▶ Prompt
Reproduce all of the data exactly.
— START Source data —
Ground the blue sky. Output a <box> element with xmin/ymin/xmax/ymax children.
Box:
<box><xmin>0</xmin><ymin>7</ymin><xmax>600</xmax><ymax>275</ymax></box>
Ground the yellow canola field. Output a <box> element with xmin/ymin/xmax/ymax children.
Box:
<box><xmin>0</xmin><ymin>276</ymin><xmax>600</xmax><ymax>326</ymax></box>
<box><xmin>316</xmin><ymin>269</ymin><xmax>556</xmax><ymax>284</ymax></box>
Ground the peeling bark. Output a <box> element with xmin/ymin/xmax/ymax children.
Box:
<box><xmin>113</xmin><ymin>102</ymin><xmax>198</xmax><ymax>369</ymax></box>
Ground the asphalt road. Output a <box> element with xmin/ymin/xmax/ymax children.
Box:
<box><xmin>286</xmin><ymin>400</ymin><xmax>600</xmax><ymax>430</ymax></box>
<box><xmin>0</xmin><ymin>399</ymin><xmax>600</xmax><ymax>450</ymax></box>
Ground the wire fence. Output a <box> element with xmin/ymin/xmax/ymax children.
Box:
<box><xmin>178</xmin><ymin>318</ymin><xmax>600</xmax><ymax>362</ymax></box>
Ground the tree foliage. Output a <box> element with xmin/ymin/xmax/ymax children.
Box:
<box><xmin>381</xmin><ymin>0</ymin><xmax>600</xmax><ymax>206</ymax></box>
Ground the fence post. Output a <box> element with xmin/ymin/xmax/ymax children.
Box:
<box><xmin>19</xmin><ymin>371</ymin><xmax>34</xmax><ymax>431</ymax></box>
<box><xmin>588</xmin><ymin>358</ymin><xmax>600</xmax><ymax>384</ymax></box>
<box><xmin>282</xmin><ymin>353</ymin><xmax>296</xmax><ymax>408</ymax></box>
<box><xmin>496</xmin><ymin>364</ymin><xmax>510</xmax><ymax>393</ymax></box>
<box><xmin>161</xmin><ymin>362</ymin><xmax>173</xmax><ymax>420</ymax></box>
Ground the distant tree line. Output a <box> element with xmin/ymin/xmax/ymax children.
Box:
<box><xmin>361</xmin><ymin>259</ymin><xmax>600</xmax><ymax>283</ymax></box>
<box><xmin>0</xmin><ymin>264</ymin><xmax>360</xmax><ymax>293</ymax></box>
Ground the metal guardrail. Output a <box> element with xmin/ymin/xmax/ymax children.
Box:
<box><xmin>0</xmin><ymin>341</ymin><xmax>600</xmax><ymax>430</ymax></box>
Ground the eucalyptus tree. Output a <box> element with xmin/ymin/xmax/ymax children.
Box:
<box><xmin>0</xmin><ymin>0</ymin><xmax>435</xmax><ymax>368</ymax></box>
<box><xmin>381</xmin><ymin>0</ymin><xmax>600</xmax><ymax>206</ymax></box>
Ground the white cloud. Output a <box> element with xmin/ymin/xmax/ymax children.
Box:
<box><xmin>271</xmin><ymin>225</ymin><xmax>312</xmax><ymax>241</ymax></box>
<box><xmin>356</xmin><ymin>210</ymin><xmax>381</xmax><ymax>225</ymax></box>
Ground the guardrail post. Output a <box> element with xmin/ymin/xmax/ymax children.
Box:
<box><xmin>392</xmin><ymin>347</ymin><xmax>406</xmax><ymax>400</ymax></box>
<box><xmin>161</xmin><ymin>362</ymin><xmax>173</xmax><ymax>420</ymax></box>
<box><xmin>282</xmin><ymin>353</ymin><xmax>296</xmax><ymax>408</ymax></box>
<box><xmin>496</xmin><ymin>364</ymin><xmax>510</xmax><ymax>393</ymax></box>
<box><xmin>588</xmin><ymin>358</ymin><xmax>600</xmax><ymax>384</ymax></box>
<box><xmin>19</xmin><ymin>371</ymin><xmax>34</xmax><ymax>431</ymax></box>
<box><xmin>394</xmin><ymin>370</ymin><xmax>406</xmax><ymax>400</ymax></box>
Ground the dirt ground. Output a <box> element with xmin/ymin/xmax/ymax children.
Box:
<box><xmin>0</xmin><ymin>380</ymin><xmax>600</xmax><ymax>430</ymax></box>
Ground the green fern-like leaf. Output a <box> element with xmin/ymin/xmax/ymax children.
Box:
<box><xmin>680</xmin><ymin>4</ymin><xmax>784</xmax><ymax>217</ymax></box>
— END Source data —
▶ Result of the task
Ground the blue sky. Output a <box> element with xmin/ymin/xmax/ymax children.
Box:
<box><xmin>0</xmin><ymin>7</ymin><xmax>600</xmax><ymax>275</ymax></box>
Ground the yellow canola field. Output a <box> element with xmin/ymin/xmax/ymax children.
Box:
<box><xmin>0</xmin><ymin>276</ymin><xmax>600</xmax><ymax>326</ymax></box>
<box><xmin>316</xmin><ymin>269</ymin><xmax>556</xmax><ymax>284</ymax></box>
Ground the peeling bark. Output a <box> element with xmin/ymin/xmax/ymax children.
Box:
<box><xmin>113</xmin><ymin>102</ymin><xmax>198</xmax><ymax>369</ymax></box>
Ground the asphalt road. Output a <box> element with xmin/ymin/xmax/ymax children.
Box:
<box><xmin>286</xmin><ymin>400</ymin><xmax>600</xmax><ymax>430</ymax></box>
<box><xmin>0</xmin><ymin>399</ymin><xmax>600</xmax><ymax>450</ymax></box>
Ground the wire fence. Output a <box> element with xmin/ymin/xmax/ymax children.
Box:
<box><xmin>178</xmin><ymin>318</ymin><xmax>600</xmax><ymax>362</ymax></box>
Ground the tree foliage. Output a <box> element with xmin/ymin/xmax/ymax children.
Box:
<box><xmin>381</xmin><ymin>0</ymin><xmax>600</xmax><ymax>206</ymax></box>
Ground the fence post. Output a <box> element with xmin/ymin/xmax/ymax children.
Box:
<box><xmin>19</xmin><ymin>371</ymin><xmax>34</xmax><ymax>431</ymax></box>
<box><xmin>588</xmin><ymin>358</ymin><xmax>600</xmax><ymax>384</ymax></box>
<box><xmin>282</xmin><ymin>353</ymin><xmax>296</xmax><ymax>408</ymax></box>
<box><xmin>496</xmin><ymin>364</ymin><xmax>510</xmax><ymax>393</ymax></box>
<box><xmin>161</xmin><ymin>362</ymin><xmax>173</xmax><ymax>420</ymax></box>
Ground the distant tree line. Output a <box> element with xmin/ymin/xmax/ymax children.
Box:
<box><xmin>361</xmin><ymin>259</ymin><xmax>600</xmax><ymax>283</ymax></box>
<box><xmin>0</xmin><ymin>264</ymin><xmax>360</xmax><ymax>293</ymax></box>
Ground the metal guardrail. Output a <box> element with xmin/ymin/xmax/ymax children.
Box:
<box><xmin>0</xmin><ymin>341</ymin><xmax>600</xmax><ymax>430</ymax></box>
Ground the eucalyptus tree. Output a <box> element with xmin/ymin/xmax/ymax children.
Box:
<box><xmin>0</xmin><ymin>0</ymin><xmax>435</xmax><ymax>368</ymax></box>
<box><xmin>381</xmin><ymin>0</ymin><xmax>600</xmax><ymax>206</ymax></box>
Ground the white cloud. Output a <box> element with xmin/ymin/xmax/ymax children.
Box:
<box><xmin>271</xmin><ymin>225</ymin><xmax>312</xmax><ymax>241</ymax></box>
<box><xmin>356</xmin><ymin>210</ymin><xmax>381</xmax><ymax>225</ymax></box>
Ground the guardrail post. Output a <box> element with xmin/ymin/xmax/ymax children.
Box:
<box><xmin>392</xmin><ymin>347</ymin><xmax>406</xmax><ymax>400</ymax></box>
<box><xmin>161</xmin><ymin>362</ymin><xmax>173</xmax><ymax>420</ymax></box>
<box><xmin>282</xmin><ymin>353</ymin><xmax>296</xmax><ymax>408</ymax></box>
<box><xmin>496</xmin><ymin>364</ymin><xmax>510</xmax><ymax>393</ymax></box>
<box><xmin>588</xmin><ymin>358</ymin><xmax>600</xmax><ymax>384</ymax></box>
<box><xmin>19</xmin><ymin>371</ymin><xmax>34</xmax><ymax>431</ymax></box>
<box><xmin>394</xmin><ymin>370</ymin><xmax>406</xmax><ymax>400</ymax></box>
Ground the dirt ground. Output a <box> element with xmin/ymin/xmax/ymax children.
Box:
<box><xmin>0</xmin><ymin>380</ymin><xmax>600</xmax><ymax>430</ymax></box>
Ground the green fern-like leaf. Output a <box> element with xmin/ymin/xmax/ymax children.
Box:
<box><xmin>680</xmin><ymin>4</ymin><xmax>784</xmax><ymax>217</ymax></box>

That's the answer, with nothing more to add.